### 課題
以下のデータをすべて書き直し、「green foliage」を「green leaves」に置き換えること。それ以外は一切変えず、画像は出力に含めないこと。

[ポインティングデータセットの行]

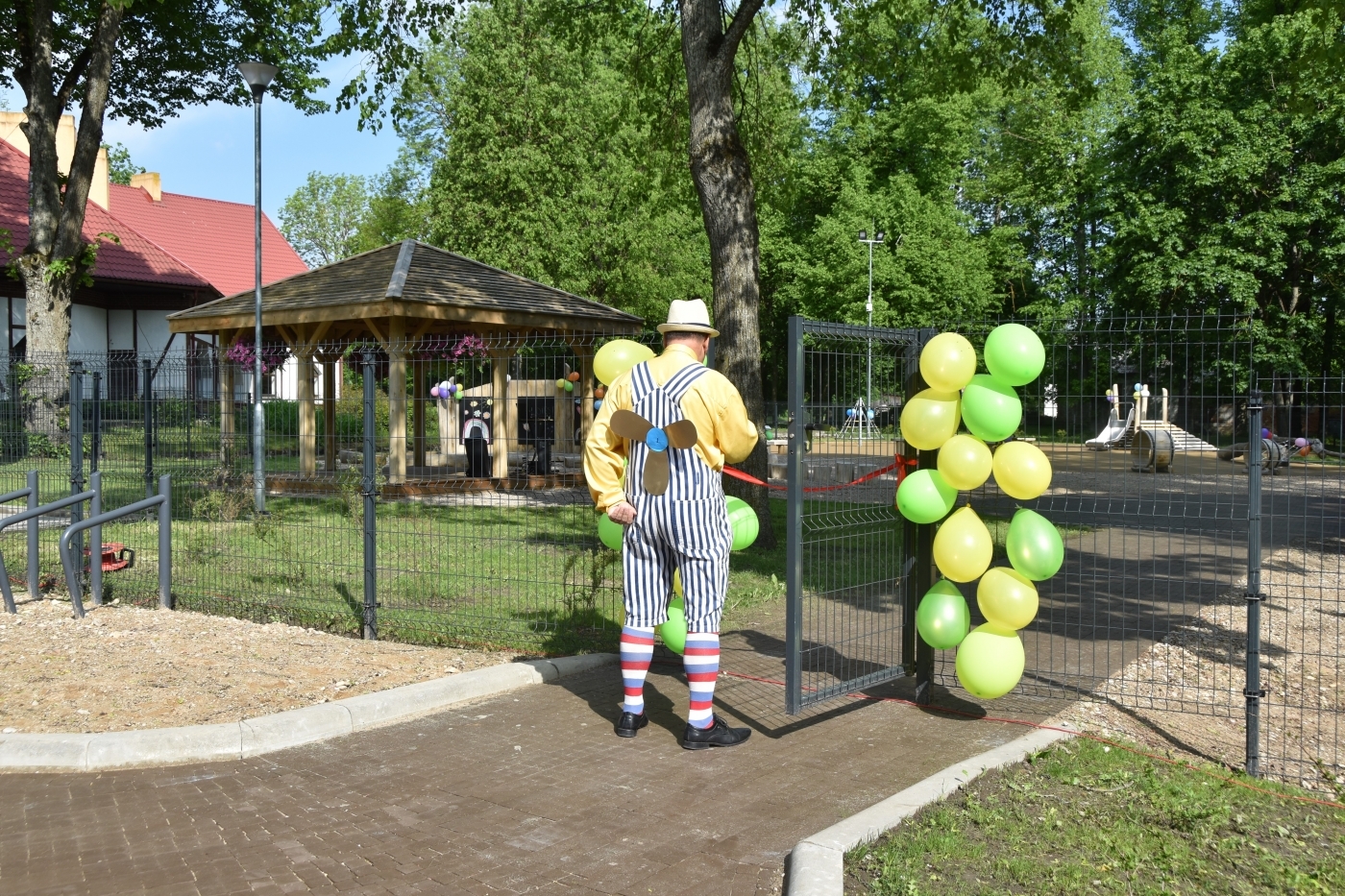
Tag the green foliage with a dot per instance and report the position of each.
(120, 167)
(547, 164)
(323, 218)
(1085, 818)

### 以下出力
Tag the green leaves with a dot per instance and report the position of each.
(120, 167)
(547, 164)
(323, 218)
(1085, 818)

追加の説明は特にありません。